# [Parts of the exercise]
A. Translate this sentence from the Sochi Olympics report into Spanish: "There was mixed fortune for Team GB in the men’s 500m heats, with Jon Eley going through to Friday’s quarter-finals while Jack Whelbourne missed out."
B. Quote the Sochi Olympics report word for word, from "Murdoch’s all-Scottish curling" to "two game-winning points.".

# [Page text]
········

David Murdoch pulled off a final-stone double take-out to earn Britain’s men a place in the curling semi-finals, while Elise Christie stormed into the quarter-finals of the short track 1,000m at the Sochi Winter Olympics
Murdoch’s high-pressure stone secured a last-end 6-5 tie-break win over Norway and a semi-final meeting with Sweden on Friday, when Britain’s women will also be in last-four action against Canada.
Christie put her troubles behind her with an impressive victory in her 1,000m heat, starting cautiously at the back of the field and then making her move to lead and skate away from her rivals.
It was just the confidence-booster the 23-year-old Scot needed after a traumatic start to her Games, which saw her disqualified from the 500m final, suffer threatening messages on social media and fail to finish her 1,500m heat.
Murdoch’s all-Scottish curling rink, one of the main British hopes for a medal in Sochi, had been beaten by the Norwegians in their round-robin fixture.
And Murdoch’s men played catch-up for most of the game, until his brilliant final stone in the 10th end secured two game-winning points.
Murdoch’s final throw, a tricky double take-out, came after a tension-building time-out, where Swedish coach Soren Gran came on to the ice to help the British rink decide whether to go for the shot or hand advantage back to the Norwegians at the extra end.
Murdoch described the win as “incredible’’ and admitted the delivery, “will certainly go up there as one of my best”.
Christie, meanwhile, will switch her focus to Friday night when she renews her bid for a medal in the 1,000m quarter-finals, stressed how the support she has had from people back home brought the smile back to her face when she was at her lowest ebb.
There was mixed fortune for Team GB in the men’s 500m heats, with Jon Eley going through to Friday’s quarter-finals while Jack Whelbourne missed out.
Rowan Cheshire has vowed to return to a future Winter Olympics stronger than ever after being ruled out of competing in Sochi due to a training crash. She was knocked out in an accident in training for her ski halfpipe discipline and spent the night in hospital with concussion.
In the men’s half-pipe, Sheffield’s James Machon had to battle with heavy snow and an equipment failure to place 23rd.
Machon scored a best of 52.20 from his second run, making a technical error on his first to earn 37.40, at the Rosa Khutor Extreme Park but he insisted nothing would take the shine off his moment at the Games.
“I was out most of last season and it was looking virtually impossible to make the Olympics eight months ago,” he said.

········

# [Supplied information]
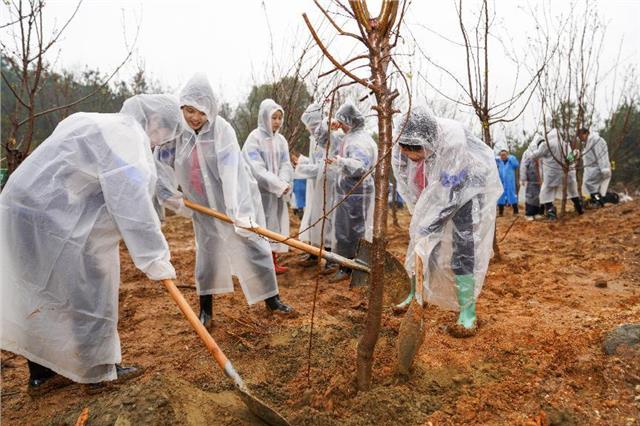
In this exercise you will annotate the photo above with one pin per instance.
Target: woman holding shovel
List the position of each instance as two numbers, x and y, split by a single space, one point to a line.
453 220
208 165
62 215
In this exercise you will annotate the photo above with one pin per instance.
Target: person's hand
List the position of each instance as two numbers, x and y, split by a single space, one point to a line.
176 203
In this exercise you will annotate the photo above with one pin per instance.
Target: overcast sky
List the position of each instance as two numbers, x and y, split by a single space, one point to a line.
230 40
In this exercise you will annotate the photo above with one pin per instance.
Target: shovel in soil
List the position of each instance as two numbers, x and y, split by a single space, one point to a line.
256 406
411 332
396 279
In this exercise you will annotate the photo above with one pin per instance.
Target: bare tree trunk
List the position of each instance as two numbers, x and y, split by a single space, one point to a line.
379 48
394 205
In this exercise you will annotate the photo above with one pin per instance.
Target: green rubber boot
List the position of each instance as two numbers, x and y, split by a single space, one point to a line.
404 305
465 285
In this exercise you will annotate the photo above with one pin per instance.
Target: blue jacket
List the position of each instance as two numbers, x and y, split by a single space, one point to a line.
507 171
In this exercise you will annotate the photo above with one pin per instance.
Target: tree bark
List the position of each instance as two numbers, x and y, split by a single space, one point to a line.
379 49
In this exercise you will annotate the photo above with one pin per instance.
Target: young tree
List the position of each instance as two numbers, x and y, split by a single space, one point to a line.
26 72
569 84
378 35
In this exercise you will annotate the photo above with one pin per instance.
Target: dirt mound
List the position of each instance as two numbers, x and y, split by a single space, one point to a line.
163 400
537 357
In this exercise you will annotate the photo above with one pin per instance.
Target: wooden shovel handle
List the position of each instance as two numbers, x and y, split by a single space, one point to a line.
200 329
419 277
291 242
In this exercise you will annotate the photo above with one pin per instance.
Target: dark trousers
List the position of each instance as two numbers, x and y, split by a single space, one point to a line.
463 258
531 210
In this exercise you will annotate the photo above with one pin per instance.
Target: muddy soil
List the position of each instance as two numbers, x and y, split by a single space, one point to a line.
537 358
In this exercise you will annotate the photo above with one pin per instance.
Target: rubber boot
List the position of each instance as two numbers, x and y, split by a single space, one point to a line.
404 305
551 211
43 380
466 324
276 306
329 267
206 311
279 269
342 274
597 199
577 204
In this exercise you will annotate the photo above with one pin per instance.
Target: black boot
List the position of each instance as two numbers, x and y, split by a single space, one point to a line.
329 267
276 306
551 211
43 380
341 275
206 310
577 204
596 199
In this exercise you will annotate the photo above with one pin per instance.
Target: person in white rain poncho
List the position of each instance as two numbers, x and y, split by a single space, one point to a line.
319 199
355 191
453 221
530 179
210 170
267 153
597 169
62 215
555 154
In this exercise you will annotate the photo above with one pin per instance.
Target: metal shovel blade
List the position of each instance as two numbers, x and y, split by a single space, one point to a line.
396 280
261 409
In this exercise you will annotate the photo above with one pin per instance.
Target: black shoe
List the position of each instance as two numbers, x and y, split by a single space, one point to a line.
309 261
129 372
276 306
43 380
577 205
341 275
206 311
596 199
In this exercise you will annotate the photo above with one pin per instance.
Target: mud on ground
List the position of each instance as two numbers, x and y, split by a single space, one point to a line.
537 358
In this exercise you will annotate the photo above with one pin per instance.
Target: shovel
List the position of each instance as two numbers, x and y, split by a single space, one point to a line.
396 279
256 406
411 332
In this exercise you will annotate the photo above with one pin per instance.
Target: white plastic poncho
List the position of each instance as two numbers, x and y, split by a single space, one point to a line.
268 156
452 227
552 154
62 215
357 156
530 174
319 200
211 171
597 169
410 177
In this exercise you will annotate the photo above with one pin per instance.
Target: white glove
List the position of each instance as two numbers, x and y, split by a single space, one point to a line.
242 225
160 270
176 203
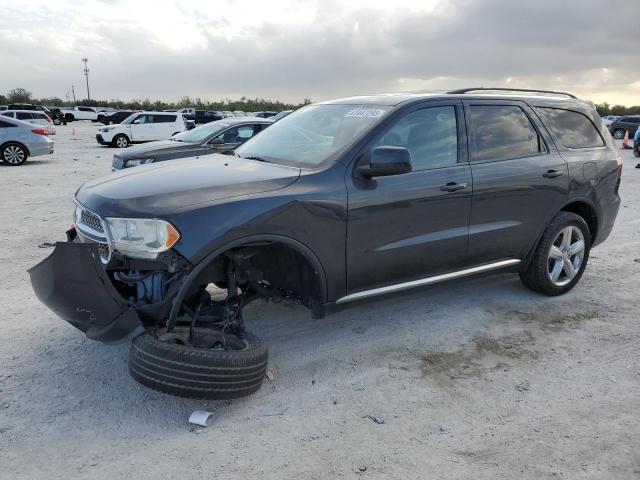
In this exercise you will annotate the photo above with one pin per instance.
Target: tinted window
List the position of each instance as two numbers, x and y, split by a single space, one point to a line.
429 134
573 129
237 134
500 132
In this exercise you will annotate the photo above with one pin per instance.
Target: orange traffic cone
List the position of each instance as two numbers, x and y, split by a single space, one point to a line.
625 141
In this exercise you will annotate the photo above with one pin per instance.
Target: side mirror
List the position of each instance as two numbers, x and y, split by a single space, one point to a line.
386 161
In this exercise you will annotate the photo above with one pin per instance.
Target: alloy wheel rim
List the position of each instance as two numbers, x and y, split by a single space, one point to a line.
14 155
565 256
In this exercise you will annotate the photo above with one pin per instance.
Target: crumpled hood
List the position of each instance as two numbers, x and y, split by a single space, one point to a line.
159 189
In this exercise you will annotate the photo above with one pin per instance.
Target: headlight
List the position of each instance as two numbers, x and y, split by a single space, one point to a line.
142 237
134 162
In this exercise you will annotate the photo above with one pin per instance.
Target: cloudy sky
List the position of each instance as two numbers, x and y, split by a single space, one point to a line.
291 50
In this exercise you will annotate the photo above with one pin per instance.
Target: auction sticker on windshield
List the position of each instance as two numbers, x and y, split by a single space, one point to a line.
364 112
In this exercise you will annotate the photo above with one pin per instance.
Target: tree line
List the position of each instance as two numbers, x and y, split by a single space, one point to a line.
21 95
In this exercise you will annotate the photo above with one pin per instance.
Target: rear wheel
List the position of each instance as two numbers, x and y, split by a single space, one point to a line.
120 141
560 257
14 154
207 364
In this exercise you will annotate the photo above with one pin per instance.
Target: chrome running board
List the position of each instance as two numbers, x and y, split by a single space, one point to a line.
426 281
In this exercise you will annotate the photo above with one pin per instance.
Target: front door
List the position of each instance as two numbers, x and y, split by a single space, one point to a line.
519 179
410 226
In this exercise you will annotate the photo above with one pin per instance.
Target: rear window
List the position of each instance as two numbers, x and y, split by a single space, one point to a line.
572 129
502 132
164 118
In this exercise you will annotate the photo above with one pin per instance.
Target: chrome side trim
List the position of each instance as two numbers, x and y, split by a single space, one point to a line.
426 281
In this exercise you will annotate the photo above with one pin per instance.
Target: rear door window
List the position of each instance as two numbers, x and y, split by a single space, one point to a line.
572 129
502 132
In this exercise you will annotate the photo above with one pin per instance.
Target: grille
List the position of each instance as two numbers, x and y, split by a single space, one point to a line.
92 221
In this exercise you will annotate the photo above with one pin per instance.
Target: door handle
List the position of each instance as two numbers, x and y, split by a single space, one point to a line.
453 187
553 173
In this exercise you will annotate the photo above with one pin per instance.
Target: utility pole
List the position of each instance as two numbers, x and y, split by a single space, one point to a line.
86 74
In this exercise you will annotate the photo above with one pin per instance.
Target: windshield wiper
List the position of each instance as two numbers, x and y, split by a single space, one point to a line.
259 159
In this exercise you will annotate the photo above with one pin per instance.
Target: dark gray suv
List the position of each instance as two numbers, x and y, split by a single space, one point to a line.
337 202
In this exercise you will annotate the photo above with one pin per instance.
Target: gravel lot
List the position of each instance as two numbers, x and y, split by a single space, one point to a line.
478 378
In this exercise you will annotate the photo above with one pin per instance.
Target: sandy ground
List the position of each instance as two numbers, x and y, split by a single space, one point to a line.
478 379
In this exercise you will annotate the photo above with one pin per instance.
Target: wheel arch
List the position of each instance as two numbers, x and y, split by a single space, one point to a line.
248 241
14 142
581 206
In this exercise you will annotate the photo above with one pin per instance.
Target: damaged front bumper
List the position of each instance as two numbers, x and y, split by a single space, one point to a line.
73 283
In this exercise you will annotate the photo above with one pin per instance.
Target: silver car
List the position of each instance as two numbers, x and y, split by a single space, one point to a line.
33 117
20 140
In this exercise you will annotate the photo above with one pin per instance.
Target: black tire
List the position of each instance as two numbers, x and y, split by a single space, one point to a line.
192 372
537 276
13 154
120 141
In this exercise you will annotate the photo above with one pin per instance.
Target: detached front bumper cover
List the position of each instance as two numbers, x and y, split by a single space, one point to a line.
73 284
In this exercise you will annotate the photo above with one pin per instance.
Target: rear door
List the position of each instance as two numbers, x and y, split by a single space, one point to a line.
519 179
142 128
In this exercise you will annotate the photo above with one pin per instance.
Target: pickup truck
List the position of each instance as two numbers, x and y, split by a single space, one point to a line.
80 113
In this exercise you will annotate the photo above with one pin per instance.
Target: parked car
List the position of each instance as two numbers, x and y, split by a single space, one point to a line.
280 115
54 114
115 117
188 113
337 202
266 114
33 117
141 127
629 124
80 113
214 137
20 140
202 116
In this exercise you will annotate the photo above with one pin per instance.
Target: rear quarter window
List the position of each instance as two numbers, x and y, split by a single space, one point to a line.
572 129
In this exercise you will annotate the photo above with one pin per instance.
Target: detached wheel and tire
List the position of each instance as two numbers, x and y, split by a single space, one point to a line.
212 366
120 141
14 154
560 257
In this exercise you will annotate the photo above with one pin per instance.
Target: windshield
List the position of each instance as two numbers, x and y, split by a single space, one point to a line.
201 133
312 135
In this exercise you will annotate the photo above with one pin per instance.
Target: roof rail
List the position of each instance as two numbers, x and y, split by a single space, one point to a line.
467 90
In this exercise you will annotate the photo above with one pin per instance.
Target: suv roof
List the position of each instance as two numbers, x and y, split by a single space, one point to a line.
392 99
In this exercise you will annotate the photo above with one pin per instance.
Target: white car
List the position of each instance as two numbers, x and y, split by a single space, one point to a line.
142 127
80 113
33 117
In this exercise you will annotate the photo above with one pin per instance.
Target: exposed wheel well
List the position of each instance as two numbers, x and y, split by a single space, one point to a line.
266 268
587 212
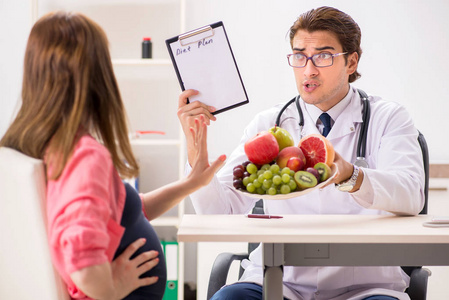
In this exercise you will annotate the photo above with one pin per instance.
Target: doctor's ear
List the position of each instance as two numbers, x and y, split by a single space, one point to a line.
353 61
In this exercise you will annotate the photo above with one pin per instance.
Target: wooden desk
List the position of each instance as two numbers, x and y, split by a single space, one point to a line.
325 240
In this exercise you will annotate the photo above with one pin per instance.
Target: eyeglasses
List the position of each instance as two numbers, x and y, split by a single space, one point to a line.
320 60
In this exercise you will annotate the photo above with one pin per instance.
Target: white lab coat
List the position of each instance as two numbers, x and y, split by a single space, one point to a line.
393 183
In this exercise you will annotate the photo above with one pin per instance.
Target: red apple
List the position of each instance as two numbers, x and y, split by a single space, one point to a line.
262 148
289 152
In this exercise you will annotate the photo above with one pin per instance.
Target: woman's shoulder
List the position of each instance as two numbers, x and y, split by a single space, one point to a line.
88 144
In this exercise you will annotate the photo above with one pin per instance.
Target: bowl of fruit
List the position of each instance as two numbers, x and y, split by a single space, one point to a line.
279 170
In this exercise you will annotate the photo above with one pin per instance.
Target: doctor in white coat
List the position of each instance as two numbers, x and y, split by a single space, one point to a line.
325 54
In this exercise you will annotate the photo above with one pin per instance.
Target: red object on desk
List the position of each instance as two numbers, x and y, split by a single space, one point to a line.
258 216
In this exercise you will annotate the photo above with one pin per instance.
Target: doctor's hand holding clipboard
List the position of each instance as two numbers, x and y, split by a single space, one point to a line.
208 75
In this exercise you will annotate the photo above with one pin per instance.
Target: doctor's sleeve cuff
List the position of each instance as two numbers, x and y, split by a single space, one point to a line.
365 195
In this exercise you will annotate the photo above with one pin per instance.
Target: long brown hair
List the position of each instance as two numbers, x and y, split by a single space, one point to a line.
69 88
333 20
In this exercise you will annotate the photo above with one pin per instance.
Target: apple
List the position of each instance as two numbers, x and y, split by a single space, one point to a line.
289 152
283 137
295 163
262 149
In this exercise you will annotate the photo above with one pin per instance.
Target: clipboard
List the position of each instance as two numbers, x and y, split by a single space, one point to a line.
204 61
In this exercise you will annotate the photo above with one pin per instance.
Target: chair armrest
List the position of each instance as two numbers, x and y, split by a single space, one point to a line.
418 284
220 269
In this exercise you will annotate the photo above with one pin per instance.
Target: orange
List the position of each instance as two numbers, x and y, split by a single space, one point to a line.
317 148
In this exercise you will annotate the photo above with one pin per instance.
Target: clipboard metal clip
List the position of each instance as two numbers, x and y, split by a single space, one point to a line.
199 34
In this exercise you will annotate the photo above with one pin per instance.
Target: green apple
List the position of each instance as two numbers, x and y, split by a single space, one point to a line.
283 137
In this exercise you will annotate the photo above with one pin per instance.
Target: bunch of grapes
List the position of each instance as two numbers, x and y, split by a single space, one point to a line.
267 179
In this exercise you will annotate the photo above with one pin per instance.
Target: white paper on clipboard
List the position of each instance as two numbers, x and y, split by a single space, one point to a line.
204 61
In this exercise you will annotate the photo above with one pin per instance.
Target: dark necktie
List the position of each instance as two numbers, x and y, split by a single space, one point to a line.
326 120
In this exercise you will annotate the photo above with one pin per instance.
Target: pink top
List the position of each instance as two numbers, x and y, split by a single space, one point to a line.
84 209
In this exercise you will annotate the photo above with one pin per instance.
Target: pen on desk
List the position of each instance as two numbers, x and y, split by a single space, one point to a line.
258 216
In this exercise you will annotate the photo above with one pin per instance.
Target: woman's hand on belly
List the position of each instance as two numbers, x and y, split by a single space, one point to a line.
126 271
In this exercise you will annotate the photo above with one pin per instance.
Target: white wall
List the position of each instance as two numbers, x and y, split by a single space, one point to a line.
15 22
404 58
416 32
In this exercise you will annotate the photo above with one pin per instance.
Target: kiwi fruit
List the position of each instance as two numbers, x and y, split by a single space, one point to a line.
323 170
305 180
314 172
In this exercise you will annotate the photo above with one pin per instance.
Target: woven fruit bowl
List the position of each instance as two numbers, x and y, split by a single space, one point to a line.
291 194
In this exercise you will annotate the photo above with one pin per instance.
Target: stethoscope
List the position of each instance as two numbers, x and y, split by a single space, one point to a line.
360 161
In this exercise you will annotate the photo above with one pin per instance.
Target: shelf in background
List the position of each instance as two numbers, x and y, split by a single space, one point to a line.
141 62
165 221
155 142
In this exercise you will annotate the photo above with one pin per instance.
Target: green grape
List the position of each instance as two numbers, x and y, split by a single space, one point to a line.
286 178
265 167
274 168
267 183
257 183
292 185
286 170
277 180
251 168
252 177
285 189
267 174
250 188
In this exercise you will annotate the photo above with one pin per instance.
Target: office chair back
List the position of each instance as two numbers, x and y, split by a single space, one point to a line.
25 264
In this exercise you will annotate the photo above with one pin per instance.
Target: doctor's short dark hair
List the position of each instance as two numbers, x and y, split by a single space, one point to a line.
333 20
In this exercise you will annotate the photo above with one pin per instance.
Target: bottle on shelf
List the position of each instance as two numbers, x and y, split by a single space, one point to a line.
147 48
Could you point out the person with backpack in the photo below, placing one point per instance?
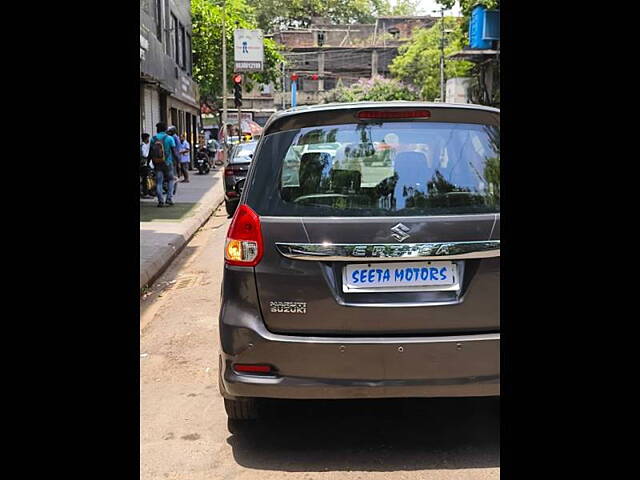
(144, 167)
(173, 131)
(161, 153)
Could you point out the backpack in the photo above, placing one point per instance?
(156, 152)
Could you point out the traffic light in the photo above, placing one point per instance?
(237, 90)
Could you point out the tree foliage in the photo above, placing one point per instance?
(275, 14)
(418, 62)
(377, 89)
(207, 46)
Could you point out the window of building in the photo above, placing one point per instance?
(189, 56)
(158, 18)
(174, 32)
(183, 48)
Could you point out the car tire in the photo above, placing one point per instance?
(230, 207)
(241, 409)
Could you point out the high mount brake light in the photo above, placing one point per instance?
(244, 246)
(387, 114)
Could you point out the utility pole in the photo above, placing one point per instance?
(224, 70)
(284, 87)
(442, 55)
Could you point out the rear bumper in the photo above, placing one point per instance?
(342, 368)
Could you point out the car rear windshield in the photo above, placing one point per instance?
(379, 169)
(241, 153)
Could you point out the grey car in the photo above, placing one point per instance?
(235, 170)
(363, 260)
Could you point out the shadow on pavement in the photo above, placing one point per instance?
(371, 435)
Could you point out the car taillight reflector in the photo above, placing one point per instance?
(244, 245)
(252, 368)
(365, 114)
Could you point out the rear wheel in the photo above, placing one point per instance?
(241, 409)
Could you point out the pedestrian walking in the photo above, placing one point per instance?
(162, 153)
(144, 166)
(172, 130)
(185, 149)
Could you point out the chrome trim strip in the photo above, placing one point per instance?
(336, 252)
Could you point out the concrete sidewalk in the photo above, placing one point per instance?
(165, 231)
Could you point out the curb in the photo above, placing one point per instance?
(150, 272)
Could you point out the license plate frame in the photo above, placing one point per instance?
(348, 287)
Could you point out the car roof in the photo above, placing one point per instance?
(290, 113)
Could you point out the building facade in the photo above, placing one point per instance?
(167, 90)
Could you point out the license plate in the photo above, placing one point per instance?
(400, 277)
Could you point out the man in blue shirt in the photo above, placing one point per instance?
(165, 169)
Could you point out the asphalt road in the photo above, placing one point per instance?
(184, 430)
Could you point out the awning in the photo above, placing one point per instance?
(249, 126)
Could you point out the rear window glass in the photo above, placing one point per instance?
(241, 153)
(378, 169)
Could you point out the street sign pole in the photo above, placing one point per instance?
(294, 81)
(224, 72)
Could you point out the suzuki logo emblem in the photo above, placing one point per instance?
(400, 232)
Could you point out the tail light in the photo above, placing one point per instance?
(244, 246)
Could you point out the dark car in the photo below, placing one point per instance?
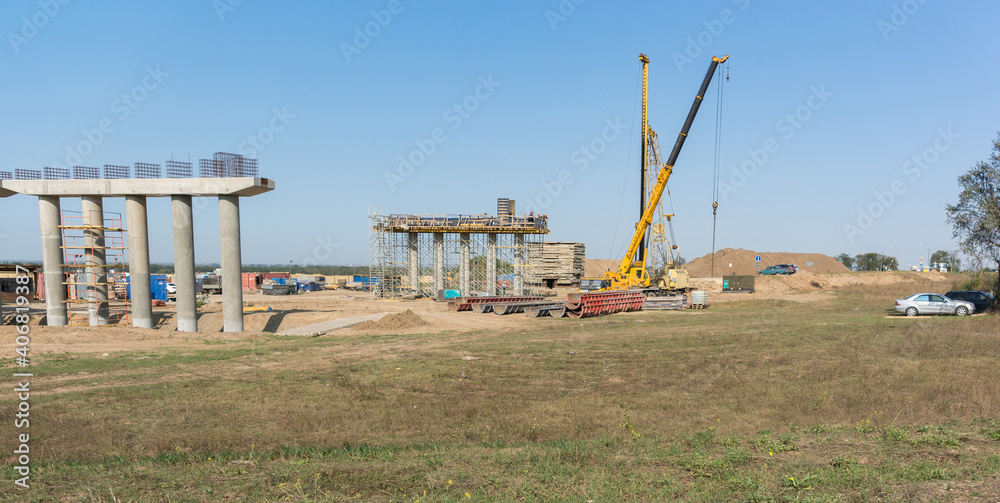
(791, 268)
(774, 270)
(981, 300)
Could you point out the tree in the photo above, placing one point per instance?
(872, 261)
(846, 259)
(941, 256)
(975, 219)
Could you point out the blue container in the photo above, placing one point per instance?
(158, 285)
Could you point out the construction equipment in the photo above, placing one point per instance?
(632, 273)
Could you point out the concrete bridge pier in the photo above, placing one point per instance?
(138, 261)
(187, 309)
(50, 212)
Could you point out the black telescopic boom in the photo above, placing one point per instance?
(694, 111)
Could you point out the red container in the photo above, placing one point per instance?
(251, 281)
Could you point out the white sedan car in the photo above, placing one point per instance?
(933, 303)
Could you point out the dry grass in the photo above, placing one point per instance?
(762, 400)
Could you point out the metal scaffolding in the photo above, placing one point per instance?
(94, 254)
(473, 254)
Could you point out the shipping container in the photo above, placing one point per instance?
(251, 281)
(738, 283)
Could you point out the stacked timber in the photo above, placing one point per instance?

········

# [Numbered answers]
A. Hubo suerte dispar para el Team GB en las series masculinas de 500 m: Jon Eley pasó a los cuartos de final del viernes, mientras que Jack Whelbourne quedó eliminado.

B.
Murdoch’s all-Scottish curling rink, one of the main British hopes for a medal in Sochi, had been beaten by the Norwegians in their round-robin fixture.
And Murdoch’s men played catch-up for most of the game, until his brilliant final stone in the 10th end secured two game-winning points.